**Directions**
Which lines in the material below contain the word "marble"? Copy out each one.

## begin

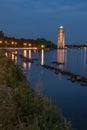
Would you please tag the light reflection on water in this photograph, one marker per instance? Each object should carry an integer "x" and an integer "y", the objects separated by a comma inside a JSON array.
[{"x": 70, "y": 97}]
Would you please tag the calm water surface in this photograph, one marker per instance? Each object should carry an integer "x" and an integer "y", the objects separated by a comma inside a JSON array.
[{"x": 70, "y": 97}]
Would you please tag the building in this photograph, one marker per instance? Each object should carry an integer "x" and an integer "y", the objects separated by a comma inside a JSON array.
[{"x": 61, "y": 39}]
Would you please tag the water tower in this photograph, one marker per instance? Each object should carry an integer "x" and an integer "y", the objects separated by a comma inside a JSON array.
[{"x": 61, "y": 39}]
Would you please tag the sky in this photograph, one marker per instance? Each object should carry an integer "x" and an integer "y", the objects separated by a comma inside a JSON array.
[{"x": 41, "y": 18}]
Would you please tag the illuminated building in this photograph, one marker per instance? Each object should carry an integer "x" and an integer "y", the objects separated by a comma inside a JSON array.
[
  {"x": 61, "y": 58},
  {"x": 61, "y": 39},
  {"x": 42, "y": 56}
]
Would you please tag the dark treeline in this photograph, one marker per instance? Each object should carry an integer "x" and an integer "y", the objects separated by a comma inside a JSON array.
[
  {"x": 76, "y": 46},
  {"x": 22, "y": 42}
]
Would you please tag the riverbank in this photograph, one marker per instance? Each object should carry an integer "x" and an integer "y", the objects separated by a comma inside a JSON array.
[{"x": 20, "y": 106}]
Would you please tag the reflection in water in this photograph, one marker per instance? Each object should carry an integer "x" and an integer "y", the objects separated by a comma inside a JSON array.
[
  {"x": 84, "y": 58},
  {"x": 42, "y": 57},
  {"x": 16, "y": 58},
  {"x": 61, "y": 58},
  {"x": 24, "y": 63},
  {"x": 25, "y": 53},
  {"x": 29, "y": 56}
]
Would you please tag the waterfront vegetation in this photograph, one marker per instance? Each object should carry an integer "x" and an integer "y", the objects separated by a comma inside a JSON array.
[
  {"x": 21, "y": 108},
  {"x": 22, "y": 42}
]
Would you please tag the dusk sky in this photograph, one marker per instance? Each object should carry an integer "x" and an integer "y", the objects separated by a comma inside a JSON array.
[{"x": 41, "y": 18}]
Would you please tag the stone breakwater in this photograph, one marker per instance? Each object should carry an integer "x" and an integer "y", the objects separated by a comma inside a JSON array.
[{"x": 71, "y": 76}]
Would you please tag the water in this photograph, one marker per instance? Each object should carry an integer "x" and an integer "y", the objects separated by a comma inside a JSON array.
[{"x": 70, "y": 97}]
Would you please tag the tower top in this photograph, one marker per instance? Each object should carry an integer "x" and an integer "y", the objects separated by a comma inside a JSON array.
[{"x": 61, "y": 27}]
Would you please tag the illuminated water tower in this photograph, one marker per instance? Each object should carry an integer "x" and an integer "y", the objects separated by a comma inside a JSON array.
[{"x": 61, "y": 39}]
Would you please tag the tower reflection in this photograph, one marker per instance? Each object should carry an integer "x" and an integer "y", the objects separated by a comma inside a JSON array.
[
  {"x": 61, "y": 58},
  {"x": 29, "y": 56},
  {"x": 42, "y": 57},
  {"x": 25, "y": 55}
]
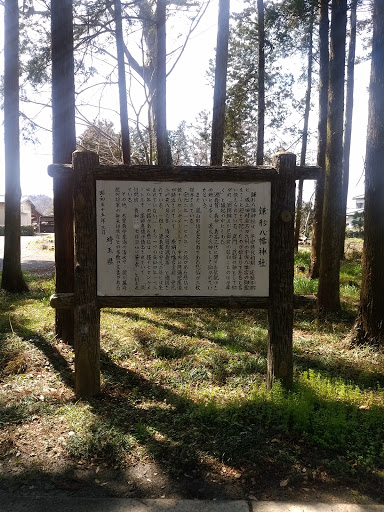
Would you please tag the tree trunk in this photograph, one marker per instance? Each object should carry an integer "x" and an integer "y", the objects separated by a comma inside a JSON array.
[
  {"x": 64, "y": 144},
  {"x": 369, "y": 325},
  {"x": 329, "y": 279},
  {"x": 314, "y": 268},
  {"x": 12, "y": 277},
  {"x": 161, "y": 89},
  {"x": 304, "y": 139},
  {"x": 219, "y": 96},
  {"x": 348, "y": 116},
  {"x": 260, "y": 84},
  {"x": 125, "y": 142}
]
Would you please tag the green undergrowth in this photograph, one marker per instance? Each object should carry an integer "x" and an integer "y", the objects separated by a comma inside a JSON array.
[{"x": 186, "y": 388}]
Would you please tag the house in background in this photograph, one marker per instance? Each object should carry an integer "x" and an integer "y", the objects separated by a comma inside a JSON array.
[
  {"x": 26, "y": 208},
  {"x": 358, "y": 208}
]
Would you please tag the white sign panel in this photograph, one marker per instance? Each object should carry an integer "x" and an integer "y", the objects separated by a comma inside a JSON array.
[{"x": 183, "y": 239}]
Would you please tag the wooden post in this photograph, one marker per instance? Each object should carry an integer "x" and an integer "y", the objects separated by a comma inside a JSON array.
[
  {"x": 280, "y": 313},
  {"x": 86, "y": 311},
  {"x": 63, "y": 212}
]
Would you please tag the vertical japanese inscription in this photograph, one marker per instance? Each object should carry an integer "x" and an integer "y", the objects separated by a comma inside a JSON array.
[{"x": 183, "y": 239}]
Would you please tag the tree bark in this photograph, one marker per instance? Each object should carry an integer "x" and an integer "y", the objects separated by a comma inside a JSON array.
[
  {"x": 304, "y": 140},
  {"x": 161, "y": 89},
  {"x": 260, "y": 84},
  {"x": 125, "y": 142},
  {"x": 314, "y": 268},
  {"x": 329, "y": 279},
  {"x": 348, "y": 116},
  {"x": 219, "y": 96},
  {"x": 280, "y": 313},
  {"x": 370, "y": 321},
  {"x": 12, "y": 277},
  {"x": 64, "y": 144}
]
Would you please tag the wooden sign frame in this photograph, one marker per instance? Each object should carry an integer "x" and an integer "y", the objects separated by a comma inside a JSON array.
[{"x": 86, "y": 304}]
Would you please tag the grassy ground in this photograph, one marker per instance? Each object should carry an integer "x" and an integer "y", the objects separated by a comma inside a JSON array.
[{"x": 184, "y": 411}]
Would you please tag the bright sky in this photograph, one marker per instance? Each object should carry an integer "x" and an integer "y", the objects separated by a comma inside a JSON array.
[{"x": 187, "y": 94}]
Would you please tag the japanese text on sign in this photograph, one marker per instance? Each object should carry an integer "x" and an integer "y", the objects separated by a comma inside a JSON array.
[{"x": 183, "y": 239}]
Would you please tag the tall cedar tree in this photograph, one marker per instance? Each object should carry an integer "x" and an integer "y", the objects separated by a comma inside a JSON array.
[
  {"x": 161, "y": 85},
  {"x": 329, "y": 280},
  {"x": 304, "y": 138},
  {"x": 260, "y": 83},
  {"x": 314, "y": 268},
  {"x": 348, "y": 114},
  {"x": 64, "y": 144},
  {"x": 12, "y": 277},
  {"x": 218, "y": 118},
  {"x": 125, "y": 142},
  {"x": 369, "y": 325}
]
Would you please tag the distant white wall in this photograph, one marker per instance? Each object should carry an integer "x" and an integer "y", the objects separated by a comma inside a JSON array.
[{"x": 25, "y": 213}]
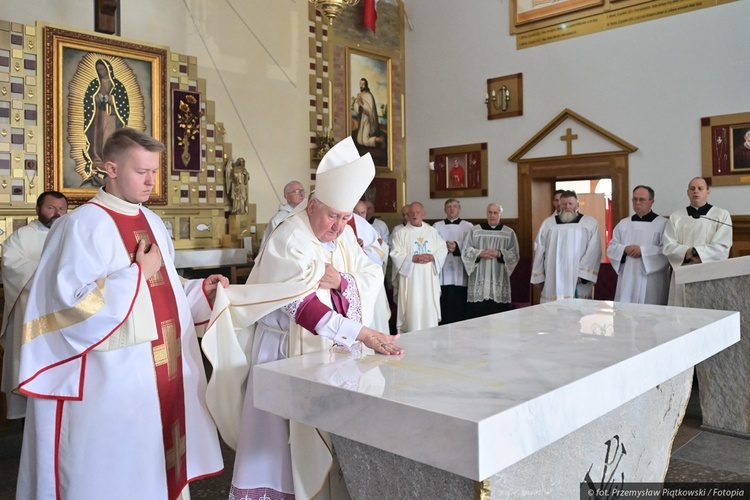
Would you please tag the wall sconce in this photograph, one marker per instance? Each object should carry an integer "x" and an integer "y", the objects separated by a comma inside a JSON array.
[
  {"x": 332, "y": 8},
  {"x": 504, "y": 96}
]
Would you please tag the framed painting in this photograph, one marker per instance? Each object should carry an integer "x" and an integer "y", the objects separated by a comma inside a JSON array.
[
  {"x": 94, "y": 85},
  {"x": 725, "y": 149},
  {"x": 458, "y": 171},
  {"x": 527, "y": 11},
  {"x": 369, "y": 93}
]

## end
## begin

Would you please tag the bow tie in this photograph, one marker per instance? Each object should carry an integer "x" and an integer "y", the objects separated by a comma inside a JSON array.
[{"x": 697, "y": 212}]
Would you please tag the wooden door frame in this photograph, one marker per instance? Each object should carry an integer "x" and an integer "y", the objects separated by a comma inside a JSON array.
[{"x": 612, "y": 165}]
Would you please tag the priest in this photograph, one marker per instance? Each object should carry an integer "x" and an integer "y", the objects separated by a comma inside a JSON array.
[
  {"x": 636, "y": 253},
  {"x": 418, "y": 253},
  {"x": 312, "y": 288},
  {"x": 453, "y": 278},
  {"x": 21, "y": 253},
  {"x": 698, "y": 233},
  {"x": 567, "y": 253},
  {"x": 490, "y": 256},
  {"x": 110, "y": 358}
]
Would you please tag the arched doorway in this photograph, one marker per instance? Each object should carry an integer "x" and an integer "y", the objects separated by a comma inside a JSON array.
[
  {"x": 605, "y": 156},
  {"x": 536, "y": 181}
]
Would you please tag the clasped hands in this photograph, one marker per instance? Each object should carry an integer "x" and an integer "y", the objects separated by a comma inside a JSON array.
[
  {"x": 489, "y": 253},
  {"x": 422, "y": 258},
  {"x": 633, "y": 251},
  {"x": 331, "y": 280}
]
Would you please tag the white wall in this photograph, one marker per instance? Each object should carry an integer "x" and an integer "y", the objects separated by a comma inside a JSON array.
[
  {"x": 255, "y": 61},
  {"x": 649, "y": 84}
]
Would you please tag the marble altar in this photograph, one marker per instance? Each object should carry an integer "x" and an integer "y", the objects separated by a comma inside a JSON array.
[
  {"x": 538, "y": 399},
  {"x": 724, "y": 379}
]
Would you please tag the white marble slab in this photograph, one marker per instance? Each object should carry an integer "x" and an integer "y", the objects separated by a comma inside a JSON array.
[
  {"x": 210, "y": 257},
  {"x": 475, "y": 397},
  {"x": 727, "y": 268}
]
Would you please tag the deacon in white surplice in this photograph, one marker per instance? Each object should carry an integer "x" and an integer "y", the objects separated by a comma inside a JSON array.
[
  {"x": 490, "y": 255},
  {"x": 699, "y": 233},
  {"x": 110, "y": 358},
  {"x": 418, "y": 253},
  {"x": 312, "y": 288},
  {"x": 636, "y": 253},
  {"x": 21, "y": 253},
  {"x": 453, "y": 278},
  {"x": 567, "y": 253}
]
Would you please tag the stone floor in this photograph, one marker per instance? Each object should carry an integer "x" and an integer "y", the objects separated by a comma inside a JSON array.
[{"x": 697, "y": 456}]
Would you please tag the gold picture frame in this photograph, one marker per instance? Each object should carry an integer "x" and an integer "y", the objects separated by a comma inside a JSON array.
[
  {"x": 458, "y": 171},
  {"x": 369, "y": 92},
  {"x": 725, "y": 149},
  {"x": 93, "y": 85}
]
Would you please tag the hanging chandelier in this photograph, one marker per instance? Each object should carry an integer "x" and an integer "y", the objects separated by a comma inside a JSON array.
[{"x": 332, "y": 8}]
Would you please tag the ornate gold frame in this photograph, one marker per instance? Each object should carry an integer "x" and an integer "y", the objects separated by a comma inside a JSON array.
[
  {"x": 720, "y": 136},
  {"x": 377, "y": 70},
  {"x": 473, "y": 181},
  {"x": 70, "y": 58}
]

## end
## begin

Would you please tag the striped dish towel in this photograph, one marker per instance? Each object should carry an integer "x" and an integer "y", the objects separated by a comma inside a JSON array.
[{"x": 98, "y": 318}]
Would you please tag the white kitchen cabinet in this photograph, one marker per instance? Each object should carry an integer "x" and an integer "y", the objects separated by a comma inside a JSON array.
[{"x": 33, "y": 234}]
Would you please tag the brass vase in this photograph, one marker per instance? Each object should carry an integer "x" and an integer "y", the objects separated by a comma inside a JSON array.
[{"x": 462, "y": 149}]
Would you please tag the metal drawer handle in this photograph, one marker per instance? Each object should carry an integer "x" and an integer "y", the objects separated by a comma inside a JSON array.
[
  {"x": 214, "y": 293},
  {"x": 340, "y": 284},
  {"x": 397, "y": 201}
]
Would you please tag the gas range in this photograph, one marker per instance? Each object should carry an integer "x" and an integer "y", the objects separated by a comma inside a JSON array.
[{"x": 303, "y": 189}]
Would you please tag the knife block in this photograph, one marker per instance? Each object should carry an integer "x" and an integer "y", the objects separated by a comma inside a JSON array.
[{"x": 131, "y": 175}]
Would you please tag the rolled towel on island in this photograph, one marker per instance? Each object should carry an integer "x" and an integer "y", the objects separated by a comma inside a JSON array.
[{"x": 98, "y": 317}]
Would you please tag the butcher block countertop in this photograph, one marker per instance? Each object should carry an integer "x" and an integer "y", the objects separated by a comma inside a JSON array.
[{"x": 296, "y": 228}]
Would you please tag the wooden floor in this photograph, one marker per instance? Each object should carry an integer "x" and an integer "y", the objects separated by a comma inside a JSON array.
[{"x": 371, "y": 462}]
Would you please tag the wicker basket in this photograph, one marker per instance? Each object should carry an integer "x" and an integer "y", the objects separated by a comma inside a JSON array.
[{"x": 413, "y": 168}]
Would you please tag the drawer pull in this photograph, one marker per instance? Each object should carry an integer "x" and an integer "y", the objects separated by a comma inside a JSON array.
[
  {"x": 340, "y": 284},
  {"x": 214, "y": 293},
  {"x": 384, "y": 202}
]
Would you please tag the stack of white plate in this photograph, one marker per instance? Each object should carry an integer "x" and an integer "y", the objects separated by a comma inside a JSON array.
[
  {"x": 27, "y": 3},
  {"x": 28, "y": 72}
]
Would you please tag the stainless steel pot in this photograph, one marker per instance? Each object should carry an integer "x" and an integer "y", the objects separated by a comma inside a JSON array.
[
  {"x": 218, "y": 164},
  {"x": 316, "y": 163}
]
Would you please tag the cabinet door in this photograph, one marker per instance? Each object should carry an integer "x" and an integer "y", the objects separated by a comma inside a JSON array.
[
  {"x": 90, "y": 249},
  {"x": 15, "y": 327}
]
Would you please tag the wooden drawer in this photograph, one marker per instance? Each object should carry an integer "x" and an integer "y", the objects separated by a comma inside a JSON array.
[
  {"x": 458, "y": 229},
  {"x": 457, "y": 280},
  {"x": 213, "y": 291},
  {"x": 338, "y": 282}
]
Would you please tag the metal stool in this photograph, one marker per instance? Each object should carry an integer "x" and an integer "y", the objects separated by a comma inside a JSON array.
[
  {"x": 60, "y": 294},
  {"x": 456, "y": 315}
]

## end

**Solution to this exercise**
Would you please tag the marble altar in this photograph, one marker per instance? Each object should carry an integer "x" and an integer "y", the objects separated by a comma inside a JSON array.
Would you please tag the white marble slab in this photograph, one marker per instance? Each object should carry an integer "x" and an integer "y", the objects separated by a comma inside a JSON array.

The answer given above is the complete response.